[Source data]
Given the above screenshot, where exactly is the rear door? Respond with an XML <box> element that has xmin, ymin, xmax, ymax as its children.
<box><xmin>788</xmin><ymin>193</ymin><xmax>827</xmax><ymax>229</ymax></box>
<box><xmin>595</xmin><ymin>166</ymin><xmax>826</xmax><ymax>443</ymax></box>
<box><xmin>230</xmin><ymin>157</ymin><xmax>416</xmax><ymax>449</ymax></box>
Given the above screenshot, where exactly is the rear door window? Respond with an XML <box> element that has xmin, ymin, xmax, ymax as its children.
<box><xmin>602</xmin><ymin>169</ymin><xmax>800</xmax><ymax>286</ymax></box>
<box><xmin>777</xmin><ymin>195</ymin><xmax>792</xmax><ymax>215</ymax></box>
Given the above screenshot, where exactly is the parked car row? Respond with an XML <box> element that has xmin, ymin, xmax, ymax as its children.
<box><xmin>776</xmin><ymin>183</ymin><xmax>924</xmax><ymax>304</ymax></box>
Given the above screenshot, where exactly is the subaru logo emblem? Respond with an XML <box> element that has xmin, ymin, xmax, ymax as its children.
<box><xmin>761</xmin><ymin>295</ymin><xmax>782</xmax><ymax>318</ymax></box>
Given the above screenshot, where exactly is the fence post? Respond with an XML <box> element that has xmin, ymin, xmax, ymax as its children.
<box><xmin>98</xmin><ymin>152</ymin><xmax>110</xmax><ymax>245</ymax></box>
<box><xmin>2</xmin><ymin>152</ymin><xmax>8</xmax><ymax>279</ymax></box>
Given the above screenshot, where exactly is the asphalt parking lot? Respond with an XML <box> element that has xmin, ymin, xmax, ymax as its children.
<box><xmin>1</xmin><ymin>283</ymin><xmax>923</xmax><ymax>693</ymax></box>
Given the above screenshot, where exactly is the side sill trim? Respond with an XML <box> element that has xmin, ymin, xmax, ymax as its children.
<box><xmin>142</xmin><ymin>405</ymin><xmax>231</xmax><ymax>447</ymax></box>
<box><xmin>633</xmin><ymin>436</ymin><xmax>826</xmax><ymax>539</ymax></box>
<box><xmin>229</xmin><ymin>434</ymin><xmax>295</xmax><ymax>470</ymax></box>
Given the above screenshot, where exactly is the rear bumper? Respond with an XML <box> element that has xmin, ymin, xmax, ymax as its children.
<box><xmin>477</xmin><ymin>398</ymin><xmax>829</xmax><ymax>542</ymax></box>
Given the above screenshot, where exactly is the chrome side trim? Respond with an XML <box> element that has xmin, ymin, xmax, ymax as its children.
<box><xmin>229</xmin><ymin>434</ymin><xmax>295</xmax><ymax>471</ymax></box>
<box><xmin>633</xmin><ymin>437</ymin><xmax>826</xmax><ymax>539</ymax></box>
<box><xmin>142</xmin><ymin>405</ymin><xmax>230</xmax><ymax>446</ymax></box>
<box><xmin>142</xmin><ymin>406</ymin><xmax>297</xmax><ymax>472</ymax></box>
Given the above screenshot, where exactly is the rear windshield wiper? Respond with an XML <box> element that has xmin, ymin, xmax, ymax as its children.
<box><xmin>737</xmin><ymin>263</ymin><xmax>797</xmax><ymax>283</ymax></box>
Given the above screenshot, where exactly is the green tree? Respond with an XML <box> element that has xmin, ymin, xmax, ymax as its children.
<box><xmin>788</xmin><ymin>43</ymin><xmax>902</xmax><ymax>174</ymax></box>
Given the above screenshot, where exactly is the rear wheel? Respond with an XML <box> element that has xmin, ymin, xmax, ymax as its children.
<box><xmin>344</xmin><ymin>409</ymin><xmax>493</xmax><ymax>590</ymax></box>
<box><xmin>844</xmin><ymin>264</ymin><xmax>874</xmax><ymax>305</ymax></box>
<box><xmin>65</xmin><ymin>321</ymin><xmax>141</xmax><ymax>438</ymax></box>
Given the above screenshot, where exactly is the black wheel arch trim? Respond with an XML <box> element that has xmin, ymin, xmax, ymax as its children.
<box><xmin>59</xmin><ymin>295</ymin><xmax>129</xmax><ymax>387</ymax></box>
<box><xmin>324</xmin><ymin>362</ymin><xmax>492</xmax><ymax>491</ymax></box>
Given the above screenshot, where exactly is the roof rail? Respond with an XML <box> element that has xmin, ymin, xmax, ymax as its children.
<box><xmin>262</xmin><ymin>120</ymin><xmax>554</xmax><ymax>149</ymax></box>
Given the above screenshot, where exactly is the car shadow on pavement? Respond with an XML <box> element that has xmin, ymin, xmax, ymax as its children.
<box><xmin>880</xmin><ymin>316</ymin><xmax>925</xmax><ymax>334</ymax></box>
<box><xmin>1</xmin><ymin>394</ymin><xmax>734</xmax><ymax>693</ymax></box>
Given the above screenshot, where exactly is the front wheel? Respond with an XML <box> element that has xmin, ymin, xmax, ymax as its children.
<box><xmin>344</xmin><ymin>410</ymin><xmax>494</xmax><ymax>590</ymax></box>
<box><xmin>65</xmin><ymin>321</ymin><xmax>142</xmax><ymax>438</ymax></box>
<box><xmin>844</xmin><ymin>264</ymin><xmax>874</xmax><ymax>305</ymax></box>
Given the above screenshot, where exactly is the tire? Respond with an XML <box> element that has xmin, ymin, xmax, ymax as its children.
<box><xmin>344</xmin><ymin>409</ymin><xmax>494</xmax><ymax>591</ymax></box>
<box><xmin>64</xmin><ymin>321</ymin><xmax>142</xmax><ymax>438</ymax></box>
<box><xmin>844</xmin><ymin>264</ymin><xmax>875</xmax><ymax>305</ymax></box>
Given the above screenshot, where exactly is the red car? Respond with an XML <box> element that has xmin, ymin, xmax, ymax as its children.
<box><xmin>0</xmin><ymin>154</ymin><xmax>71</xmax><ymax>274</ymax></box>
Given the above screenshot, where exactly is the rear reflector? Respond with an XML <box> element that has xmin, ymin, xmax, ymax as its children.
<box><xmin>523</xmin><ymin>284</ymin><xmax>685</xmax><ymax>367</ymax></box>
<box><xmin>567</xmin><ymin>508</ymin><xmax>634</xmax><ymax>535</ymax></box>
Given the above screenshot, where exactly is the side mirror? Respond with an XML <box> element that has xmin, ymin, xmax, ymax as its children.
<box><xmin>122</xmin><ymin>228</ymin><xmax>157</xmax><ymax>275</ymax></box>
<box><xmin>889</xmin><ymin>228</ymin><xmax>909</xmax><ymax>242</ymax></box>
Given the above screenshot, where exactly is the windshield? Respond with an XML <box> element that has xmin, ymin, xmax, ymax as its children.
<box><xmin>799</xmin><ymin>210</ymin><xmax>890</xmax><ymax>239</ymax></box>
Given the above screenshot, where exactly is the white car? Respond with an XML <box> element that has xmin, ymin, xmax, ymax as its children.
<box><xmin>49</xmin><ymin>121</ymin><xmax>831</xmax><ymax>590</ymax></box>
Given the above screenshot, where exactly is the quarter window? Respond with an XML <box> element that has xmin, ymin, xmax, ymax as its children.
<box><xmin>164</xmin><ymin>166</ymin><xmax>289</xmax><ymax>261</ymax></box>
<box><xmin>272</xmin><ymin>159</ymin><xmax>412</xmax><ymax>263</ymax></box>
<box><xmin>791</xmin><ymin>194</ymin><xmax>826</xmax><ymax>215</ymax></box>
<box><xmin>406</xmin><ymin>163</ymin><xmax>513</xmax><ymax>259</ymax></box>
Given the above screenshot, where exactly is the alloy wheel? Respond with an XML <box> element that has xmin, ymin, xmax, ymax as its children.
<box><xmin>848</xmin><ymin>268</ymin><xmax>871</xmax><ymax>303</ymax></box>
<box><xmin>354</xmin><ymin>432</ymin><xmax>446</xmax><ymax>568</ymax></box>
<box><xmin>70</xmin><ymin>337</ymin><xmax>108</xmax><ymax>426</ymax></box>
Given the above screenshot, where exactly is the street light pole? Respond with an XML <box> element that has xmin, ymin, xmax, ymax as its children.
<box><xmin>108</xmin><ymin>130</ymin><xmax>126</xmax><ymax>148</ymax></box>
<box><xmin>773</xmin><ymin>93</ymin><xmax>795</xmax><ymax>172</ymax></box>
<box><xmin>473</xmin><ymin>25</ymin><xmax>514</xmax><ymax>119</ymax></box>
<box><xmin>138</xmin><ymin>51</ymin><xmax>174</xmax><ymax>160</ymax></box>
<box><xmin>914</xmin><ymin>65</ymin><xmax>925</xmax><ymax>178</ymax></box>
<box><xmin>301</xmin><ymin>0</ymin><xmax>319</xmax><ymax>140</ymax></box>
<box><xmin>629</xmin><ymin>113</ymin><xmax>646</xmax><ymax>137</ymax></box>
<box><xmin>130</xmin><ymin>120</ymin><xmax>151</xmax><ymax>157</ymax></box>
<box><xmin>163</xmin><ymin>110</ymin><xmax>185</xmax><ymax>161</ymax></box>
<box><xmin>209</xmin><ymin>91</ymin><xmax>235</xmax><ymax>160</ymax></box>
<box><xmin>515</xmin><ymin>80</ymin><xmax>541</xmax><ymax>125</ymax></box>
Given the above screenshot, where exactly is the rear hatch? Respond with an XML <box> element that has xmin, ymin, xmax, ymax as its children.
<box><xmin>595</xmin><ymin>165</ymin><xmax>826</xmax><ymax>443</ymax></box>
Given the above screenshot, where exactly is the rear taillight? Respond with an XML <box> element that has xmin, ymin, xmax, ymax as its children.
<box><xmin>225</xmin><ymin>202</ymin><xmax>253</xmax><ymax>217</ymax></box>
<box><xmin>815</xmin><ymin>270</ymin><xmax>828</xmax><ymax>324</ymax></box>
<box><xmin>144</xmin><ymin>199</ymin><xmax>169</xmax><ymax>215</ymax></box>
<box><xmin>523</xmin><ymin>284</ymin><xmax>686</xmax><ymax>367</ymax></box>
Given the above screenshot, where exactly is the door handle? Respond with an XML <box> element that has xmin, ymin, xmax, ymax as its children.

- TASK INSTRUCTIONS
Write out the line containing "Given the above screenshot, where exactly is the rear taillight?" and every line after it through the end of the entries. Keep each one exactly as it is, and add nothing.

- WRITTEN SOLUTION
Given the above screenshot, where exactly is the rear taillight? Respond with an XML <box> element that has xmin, ymin, xmax, ymax as its children.
<box><xmin>225</xmin><ymin>202</ymin><xmax>253</xmax><ymax>217</ymax></box>
<box><xmin>815</xmin><ymin>270</ymin><xmax>828</xmax><ymax>324</ymax></box>
<box><xmin>144</xmin><ymin>199</ymin><xmax>169</xmax><ymax>215</ymax></box>
<box><xmin>523</xmin><ymin>284</ymin><xmax>686</xmax><ymax>367</ymax></box>
Given the above screenshot, where exactly is the door handle? Respond with an XML <box> element that has xmin, ymin, xmax, ymax as its children.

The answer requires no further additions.